Referring expression data:
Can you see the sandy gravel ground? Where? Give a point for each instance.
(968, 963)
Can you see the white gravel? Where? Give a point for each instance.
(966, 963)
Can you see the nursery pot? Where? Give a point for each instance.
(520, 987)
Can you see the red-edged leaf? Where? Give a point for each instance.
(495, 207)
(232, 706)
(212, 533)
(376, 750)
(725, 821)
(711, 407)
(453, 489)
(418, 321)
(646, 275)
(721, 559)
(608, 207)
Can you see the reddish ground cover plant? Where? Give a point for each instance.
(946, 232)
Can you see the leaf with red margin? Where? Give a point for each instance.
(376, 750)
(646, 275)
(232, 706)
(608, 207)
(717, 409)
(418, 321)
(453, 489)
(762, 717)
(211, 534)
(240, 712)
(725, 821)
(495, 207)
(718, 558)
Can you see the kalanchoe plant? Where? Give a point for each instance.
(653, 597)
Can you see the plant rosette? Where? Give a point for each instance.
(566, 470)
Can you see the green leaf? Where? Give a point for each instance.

• **Exercise aim**
Without omitting anything, output the entries exactly.

• **Answer area**
Can you see the sandy gravel ground? Where? Give a point for each instance.
(968, 963)
Can you see the white gravel? Where? Give a point for each instance.
(966, 963)
Can you see the nursery pot? Where? Give a point for each instance.
(520, 987)
Can you see the red-edged leaf? Where? Give a point for each instance.
(495, 207)
(232, 706)
(212, 533)
(376, 750)
(725, 821)
(711, 407)
(453, 489)
(418, 321)
(646, 275)
(721, 559)
(608, 207)
Can you see the reddish ground cover plant? Where? Give a point for each instance.
(946, 232)
Can you see the leaf with red margin? Where? Give a point for each instance.
(376, 750)
(646, 275)
(232, 706)
(608, 207)
(717, 409)
(418, 321)
(453, 489)
(762, 717)
(211, 534)
(240, 712)
(725, 821)
(495, 207)
(718, 558)
Can you see the kalanchoe plant? Where? Give a point for each instance.
(653, 597)
Can you see the plant rosette? Where? Give a point for each instance.
(566, 470)
Can you see the green leaf? Where? Give a point for each instance.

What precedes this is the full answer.